Opdracht: Verzamel uit de gegevens hieronder elke regel waarin de tekenreeks "jacket" voorkomt, en neem die regels letterlijk over.

Gegevens met positieannotaties
============================================================
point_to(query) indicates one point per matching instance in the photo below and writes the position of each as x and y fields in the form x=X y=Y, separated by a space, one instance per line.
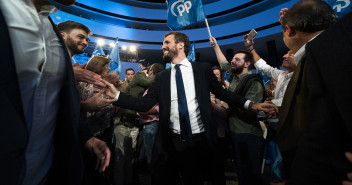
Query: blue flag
x=183 y=13
x=192 y=53
x=115 y=64
x=98 y=51
x=341 y=7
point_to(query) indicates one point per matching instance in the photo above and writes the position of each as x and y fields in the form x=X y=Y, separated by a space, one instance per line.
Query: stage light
x=100 y=42
x=133 y=49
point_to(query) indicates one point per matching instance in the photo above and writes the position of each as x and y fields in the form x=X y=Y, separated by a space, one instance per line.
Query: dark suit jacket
x=160 y=91
x=14 y=133
x=320 y=155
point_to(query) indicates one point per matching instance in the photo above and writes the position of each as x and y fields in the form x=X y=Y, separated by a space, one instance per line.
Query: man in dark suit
x=320 y=155
x=185 y=131
x=40 y=109
x=301 y=24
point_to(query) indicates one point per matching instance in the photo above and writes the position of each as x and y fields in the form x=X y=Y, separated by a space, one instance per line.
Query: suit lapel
x=197 y=79
x=167 y=87
x=8 y=76
x=291 y=92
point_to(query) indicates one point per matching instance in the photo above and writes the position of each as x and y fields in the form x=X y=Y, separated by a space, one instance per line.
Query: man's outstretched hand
x=96 y=102
x=110 y=89
x=84 y=75
x=269 y=108
x=101 y=150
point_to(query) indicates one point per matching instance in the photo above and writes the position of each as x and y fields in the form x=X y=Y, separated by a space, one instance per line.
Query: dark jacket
x=67 y=166
x=160 y=91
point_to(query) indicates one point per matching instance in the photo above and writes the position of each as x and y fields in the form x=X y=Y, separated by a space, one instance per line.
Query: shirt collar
x=184 y=62
x=47 y=9
x=299 y=54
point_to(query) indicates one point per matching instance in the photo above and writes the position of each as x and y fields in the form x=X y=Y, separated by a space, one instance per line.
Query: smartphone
x=251 y=34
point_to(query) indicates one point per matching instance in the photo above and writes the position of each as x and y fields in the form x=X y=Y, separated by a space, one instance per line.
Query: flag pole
x=206 y=22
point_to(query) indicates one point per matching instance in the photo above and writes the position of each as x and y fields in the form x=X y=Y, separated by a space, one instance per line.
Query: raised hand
x=248 y=42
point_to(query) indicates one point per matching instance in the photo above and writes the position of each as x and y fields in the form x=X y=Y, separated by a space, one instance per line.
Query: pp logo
x=181 y=6
x=340 y=6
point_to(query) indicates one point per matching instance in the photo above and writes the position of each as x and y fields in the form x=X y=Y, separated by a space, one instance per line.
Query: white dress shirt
x=192 y=103
x=40 y=70
x=282 y=77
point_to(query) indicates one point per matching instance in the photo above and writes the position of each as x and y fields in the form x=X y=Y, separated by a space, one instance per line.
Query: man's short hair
x=157 y=68
x=129 y=69
x=248 y=56
x=309 y=16
x=68 y=26
x=181 y=37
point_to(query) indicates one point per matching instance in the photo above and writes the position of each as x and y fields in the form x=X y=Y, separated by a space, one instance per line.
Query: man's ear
x=181 y=45
x=247 y=64
x=290 y=32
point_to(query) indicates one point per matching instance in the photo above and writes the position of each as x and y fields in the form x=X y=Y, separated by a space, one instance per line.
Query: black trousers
x=186 y=162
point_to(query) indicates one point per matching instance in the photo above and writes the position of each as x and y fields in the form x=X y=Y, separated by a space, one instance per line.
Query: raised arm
x=249 y=43
x=219 y=55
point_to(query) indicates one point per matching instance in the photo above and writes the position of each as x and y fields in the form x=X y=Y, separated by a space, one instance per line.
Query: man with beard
x=40 y=111
x=185 y=132
x=246 y=133
x=76 y=37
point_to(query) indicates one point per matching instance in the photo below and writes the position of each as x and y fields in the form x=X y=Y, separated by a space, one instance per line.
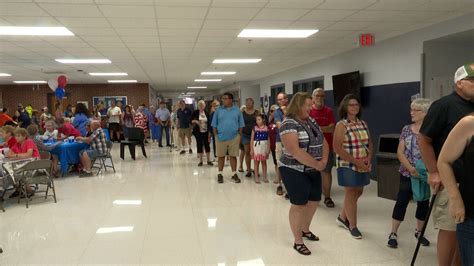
============================================================
Uitwerking:
Query: dark suit jacket
Query: dark jacket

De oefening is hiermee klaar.